-- Begin EXCERPT --

Gentleness and Respect

By Taylor Martin

Gentleness and Respect

Leah: Hey, guys. It’s Leah. One of the five daily activities for a marketplace missionary is to speak for yourself. Well, today, Mike’s going to dig deeper into why we need to be able to do that.

When We Speak for God

Mike: Hi, I’m Mike Henry with Follower of One. The last clause in 1 Peter 3:15 generates a variety of opinion among biblical scholars. “When we speak for God,” Peter says, “We should speak with gentle respect, but in your hearts, honor Christ the Lord as holy, always being prepared to make a defense to anyone who asks you for a reason for the hope that is in you, yet do it with gentleness and respect.”

They Know It

The Greek words translated “gentleness” and “respect” contain more meaning than their English counterparts. The word translated “gentleness” could also be translated “meekness.” It describes a power under control, a confidence that isn’t assertive, a humility without weakness, or a reason without offense. A gentle or meek person is capable and they know it. They don’t have to force their strength on anyone.

-- End EXCERPT --

- **AIM OF THE EXERCISE**
Please copy the text on gentleness and respect from "Mike: Hi, I’m" to "strength on anyone.", swapping "meekness" for "mildness". You won't need the items.

-- Begin DATASET EXTRACT --

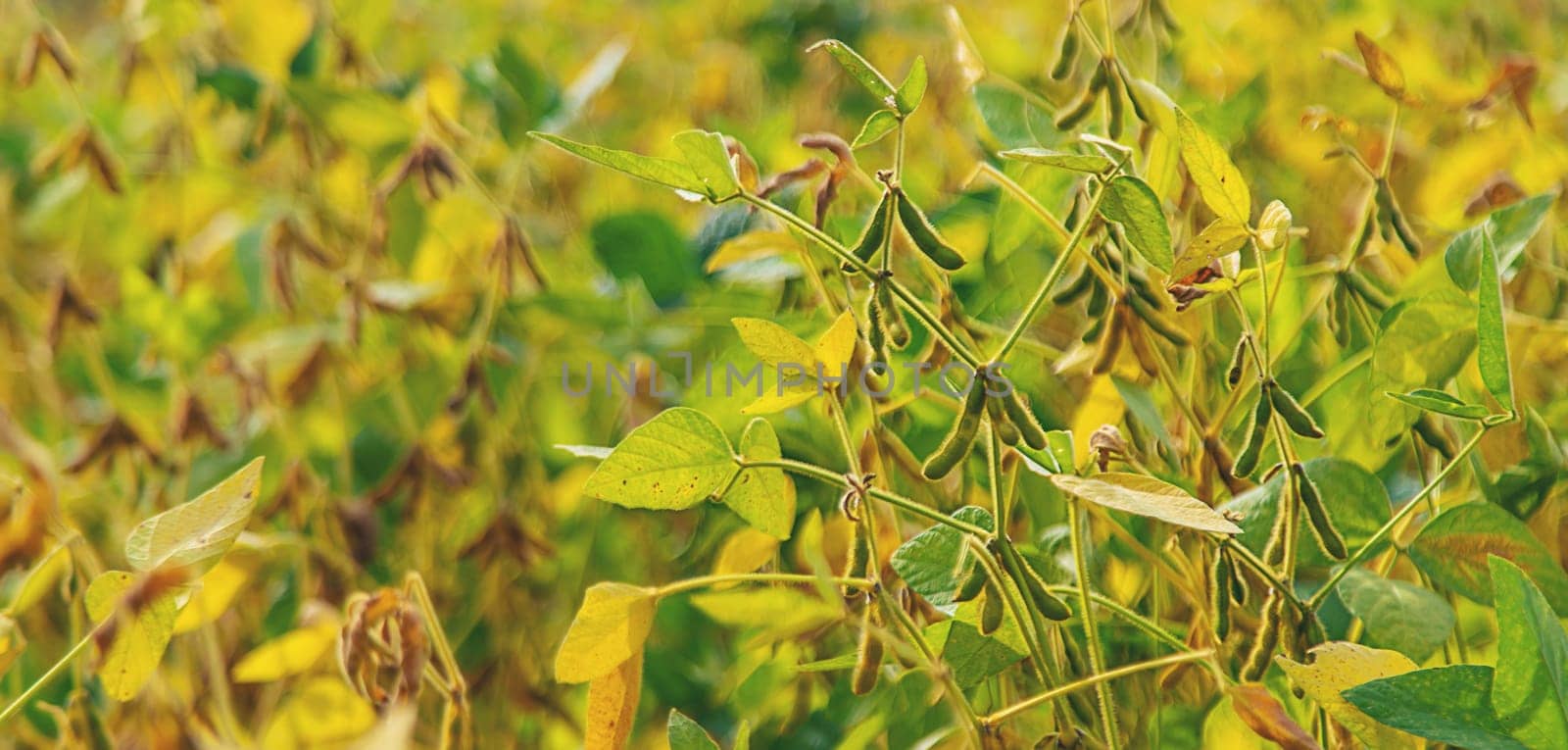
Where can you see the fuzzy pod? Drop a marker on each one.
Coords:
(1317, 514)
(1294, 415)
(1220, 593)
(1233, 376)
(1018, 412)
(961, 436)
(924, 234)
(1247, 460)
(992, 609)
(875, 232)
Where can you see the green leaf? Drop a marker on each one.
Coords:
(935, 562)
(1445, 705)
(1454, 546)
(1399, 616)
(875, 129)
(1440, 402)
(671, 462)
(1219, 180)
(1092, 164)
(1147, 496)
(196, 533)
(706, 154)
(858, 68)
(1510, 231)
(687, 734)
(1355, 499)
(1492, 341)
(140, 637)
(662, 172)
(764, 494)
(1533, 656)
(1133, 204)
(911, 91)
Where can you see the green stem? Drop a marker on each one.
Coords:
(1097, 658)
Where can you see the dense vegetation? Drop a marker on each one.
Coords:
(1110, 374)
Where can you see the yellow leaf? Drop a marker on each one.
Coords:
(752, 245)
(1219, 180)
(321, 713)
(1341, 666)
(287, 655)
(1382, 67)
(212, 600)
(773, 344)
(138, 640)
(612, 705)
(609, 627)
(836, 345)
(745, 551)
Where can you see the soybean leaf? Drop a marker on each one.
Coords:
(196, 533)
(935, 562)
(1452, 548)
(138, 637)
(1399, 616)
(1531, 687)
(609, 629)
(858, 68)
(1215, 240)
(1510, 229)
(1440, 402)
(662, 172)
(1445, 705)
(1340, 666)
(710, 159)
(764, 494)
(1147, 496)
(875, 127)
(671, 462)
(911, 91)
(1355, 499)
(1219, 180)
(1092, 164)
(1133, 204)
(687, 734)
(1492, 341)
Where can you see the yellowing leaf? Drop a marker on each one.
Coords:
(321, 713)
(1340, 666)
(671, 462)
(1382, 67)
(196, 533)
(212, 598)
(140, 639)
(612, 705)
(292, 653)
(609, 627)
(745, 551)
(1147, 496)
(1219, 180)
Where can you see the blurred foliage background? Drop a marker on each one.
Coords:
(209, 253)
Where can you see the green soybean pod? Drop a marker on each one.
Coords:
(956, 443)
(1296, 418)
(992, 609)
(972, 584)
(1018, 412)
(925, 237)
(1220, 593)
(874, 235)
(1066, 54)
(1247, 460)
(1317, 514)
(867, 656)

-- End DATASET EXTRACT --

- **PROBLEM SOLUTION**
Mike: Hi, I’m Mike Henry with Follower of One. The last clause in 1 Peter 3:15 generates a variety of opinion among biblical scholars. “When we speak for God,” Peter says, “We should speak with gentle respect, but in your hearts, honor Christ the Lord as holy, always being prepared to make a defense to anyone who asks you for a reason for the hope that is in you, yet do it with gentleness and respect.”

They Know It

The Greek words translated “gentleness” and “respect” contain more meaning than their English counterparts. The word translated “gentleness” could also be translated “mildness.” It describes a power under control, a confidence that isn’t assertive, a humility without weakness, or a reason without offense. A gentle or meek person is capable and they know it. They don’t have to force their strength on anyone.